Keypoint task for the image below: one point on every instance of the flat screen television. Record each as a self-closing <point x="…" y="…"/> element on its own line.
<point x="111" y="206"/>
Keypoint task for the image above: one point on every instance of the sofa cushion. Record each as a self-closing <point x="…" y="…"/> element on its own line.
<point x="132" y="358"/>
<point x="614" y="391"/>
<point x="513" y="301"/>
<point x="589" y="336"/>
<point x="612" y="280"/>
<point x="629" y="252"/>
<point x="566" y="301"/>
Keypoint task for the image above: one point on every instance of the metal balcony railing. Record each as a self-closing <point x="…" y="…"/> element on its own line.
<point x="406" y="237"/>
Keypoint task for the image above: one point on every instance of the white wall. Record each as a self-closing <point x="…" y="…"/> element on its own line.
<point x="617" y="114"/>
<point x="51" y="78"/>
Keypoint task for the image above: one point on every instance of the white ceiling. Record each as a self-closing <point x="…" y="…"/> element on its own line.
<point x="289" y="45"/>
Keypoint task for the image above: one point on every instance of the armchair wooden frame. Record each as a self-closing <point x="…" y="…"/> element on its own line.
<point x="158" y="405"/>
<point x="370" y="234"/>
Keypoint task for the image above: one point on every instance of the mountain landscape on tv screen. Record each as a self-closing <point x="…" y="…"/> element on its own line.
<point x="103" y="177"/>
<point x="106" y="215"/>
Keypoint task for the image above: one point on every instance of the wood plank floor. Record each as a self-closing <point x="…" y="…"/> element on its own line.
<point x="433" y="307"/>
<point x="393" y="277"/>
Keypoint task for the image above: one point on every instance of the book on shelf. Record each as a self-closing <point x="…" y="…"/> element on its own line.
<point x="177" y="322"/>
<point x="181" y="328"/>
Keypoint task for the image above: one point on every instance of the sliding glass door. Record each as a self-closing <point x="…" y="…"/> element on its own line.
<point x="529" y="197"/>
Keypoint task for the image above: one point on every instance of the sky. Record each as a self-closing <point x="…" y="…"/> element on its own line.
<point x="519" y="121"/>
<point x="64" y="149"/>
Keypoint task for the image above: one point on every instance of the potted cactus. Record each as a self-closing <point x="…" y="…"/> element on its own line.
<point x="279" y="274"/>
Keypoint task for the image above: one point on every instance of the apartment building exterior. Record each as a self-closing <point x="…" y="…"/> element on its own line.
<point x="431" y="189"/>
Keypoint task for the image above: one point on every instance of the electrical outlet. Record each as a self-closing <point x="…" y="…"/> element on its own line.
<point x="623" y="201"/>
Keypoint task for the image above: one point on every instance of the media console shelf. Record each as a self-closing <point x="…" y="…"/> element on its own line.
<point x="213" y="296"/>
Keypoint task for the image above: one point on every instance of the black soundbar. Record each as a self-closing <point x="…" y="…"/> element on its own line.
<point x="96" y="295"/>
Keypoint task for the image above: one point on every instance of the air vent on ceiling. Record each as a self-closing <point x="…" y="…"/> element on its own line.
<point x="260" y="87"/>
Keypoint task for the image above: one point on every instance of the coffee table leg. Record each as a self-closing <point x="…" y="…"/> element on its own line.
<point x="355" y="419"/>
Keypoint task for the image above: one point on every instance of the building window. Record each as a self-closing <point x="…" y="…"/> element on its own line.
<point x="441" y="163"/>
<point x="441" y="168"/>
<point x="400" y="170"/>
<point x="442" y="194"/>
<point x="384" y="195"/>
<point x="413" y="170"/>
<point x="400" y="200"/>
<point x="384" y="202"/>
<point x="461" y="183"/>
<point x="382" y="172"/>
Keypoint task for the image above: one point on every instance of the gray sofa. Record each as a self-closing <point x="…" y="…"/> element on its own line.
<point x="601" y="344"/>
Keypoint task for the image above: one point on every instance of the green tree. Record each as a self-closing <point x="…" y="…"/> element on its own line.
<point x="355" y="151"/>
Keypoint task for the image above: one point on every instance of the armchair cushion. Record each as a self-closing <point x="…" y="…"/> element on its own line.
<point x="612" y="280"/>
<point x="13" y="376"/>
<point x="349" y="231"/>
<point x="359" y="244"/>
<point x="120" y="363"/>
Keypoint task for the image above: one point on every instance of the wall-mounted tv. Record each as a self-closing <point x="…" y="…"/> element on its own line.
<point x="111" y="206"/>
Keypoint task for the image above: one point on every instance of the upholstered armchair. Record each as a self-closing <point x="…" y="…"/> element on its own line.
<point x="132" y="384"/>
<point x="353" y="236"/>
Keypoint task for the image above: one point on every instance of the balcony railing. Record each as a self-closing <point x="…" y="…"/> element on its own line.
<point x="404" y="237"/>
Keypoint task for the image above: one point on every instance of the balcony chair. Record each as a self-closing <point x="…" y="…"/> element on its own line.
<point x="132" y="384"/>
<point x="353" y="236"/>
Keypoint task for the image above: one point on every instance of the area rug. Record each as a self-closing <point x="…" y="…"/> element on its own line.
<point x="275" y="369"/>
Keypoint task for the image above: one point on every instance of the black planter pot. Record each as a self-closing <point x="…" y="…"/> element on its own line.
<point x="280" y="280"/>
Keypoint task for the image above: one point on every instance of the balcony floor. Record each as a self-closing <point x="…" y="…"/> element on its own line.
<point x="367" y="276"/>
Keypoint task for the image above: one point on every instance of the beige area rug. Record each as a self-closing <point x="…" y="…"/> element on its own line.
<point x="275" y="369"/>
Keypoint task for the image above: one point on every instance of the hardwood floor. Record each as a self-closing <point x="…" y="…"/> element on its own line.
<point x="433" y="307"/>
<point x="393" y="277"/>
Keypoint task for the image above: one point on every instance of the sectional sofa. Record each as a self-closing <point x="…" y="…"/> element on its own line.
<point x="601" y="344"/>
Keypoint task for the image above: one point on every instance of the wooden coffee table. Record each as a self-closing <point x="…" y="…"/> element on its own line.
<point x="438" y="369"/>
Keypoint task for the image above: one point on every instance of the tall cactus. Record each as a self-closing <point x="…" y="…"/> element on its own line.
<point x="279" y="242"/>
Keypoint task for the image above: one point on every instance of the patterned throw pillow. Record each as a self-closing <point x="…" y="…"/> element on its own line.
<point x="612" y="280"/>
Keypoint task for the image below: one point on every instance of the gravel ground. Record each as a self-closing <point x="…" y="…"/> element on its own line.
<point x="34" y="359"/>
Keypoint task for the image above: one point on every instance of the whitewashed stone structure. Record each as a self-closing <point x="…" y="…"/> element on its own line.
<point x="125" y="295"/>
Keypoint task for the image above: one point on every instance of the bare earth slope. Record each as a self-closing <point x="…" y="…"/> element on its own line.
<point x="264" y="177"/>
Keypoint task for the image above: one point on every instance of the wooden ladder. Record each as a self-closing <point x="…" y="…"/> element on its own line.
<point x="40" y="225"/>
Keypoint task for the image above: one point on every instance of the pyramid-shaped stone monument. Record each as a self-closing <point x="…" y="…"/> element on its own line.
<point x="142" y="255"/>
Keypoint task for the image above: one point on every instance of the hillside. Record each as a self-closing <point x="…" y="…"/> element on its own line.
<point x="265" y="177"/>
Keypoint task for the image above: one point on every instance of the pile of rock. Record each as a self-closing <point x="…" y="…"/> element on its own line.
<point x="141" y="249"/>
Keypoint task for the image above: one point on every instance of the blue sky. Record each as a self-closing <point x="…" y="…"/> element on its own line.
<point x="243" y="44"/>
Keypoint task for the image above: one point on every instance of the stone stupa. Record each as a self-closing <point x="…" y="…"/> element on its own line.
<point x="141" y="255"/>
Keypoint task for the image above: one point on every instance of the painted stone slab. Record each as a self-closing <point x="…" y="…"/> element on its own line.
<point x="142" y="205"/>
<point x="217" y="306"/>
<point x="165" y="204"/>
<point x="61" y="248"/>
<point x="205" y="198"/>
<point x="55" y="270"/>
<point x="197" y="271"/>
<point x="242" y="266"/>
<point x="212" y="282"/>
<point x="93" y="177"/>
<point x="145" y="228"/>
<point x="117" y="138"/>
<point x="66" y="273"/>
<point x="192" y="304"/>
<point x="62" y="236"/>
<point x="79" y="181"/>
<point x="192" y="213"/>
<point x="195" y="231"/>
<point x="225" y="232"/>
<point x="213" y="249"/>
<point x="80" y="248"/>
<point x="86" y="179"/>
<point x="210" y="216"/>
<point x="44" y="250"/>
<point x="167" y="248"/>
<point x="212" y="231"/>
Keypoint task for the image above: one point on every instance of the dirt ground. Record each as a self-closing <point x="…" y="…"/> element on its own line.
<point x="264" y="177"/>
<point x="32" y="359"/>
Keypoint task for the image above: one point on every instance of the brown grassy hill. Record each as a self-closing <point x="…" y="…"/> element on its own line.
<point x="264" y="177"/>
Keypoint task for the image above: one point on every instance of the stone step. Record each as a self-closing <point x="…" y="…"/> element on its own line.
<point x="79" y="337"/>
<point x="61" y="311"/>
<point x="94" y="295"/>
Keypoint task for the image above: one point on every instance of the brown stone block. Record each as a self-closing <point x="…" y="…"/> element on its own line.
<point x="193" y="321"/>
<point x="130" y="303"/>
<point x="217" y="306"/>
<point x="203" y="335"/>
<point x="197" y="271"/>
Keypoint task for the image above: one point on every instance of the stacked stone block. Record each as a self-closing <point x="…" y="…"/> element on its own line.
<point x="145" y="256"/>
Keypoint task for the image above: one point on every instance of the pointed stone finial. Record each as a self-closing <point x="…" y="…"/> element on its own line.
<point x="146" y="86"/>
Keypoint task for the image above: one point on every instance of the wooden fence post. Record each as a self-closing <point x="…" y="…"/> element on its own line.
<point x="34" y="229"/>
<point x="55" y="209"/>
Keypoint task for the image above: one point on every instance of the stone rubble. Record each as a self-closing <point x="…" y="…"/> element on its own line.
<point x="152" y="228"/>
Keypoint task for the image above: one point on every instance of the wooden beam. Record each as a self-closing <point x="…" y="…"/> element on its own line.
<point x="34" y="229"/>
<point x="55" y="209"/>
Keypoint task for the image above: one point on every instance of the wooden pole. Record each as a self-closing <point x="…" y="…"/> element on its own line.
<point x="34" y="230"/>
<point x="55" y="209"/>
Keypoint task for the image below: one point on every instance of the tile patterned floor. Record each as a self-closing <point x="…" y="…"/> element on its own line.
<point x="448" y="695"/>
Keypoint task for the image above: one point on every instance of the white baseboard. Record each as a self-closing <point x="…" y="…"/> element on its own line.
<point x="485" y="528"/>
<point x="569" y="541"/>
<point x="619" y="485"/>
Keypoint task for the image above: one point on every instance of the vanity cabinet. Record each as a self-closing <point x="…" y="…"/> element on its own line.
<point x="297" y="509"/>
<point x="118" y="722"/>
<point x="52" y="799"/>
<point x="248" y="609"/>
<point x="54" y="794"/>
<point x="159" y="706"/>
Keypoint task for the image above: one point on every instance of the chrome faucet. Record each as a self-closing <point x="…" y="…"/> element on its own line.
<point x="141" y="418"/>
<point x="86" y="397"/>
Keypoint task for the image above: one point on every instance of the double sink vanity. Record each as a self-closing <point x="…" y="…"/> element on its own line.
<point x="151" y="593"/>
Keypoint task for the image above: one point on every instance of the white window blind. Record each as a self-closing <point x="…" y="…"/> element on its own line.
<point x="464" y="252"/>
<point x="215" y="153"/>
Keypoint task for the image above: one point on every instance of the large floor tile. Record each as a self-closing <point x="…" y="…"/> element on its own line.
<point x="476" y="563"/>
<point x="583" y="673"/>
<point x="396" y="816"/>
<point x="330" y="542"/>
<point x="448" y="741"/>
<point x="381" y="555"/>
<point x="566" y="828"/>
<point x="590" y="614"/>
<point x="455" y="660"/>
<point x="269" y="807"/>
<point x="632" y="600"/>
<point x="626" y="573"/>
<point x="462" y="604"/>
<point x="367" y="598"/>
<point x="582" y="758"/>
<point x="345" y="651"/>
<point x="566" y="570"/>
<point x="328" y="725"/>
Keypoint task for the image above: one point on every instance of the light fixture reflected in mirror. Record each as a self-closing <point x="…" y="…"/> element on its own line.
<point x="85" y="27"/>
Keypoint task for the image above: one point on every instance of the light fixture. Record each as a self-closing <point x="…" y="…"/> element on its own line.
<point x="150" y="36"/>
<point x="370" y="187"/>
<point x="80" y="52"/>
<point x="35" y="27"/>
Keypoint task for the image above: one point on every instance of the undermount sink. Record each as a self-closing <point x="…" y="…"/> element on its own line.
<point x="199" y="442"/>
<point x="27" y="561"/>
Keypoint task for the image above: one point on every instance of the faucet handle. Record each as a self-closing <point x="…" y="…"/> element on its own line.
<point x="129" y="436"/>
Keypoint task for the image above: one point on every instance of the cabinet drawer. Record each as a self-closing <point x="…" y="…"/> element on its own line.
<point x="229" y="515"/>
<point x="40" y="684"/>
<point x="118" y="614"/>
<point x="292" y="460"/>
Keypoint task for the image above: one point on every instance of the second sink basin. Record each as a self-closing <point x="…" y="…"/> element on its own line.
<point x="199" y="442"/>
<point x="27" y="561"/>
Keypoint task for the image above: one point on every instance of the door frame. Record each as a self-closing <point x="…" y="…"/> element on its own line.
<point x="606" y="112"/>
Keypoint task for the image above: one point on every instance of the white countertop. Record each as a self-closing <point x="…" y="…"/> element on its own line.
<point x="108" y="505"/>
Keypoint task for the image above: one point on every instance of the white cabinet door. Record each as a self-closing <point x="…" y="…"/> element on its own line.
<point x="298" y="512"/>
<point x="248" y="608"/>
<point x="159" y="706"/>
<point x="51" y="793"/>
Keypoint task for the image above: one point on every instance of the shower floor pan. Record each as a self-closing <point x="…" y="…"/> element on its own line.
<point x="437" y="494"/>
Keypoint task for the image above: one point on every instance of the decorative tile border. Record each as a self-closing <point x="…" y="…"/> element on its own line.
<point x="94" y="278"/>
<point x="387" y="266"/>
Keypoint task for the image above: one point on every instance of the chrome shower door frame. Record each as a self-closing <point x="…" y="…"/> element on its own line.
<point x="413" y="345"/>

_Exercise aim_
Repeat only the lines running from the line that contains "of the second" through the last line above, inclusive.

_Response below_
Keypoint task for the image above: one point on every instance of the second sink basin. Record each as a self-closing <point x="…" y="…"/> element on its own line.
<point x="199" y="442"/>
<point x="27" y="561"/>
Keypoint task for the image above: one point on every instance of the door frame. Record each as a self-closing <point x="…" y="…"/> element on its own line.
<point x="606" y="112"/>
Keypoint task for the image above: one point on every instance of the white countertop. Record each as a self-closing <point x="…" y="…"/> element on its own line.
<point x="108" y="505"/>
Keypoint task for the image above: one point on every instance of the white cabinet door. Record each as a self-closing <point x="…" y="…"/> element on its own line.
<point x="298" y="512"/>
<point x="248" y="608"/>
<point x="159" y="706"/>
<point x="51" y="793"/>
Keypoint task for the image above: one point on every instance of the shower floor pan. Record each as a self-closing <point x="…" y="…"/> element on its own line.
<point x="437" y="494"/>
Keypoint task for the image above: one point on every instance of the decorative tile border. Record each as a self-closing <point x="…" y="…"/> element on its own line.
<point x="94" y="278"/>
<point x="387" y="266"/>
Keypoint task for the image above: one point on every instance of the chrome shower door frame. Record each as a self-closing <point x="…" y="…"/> element on its own line.
<point x="413" y="345"/>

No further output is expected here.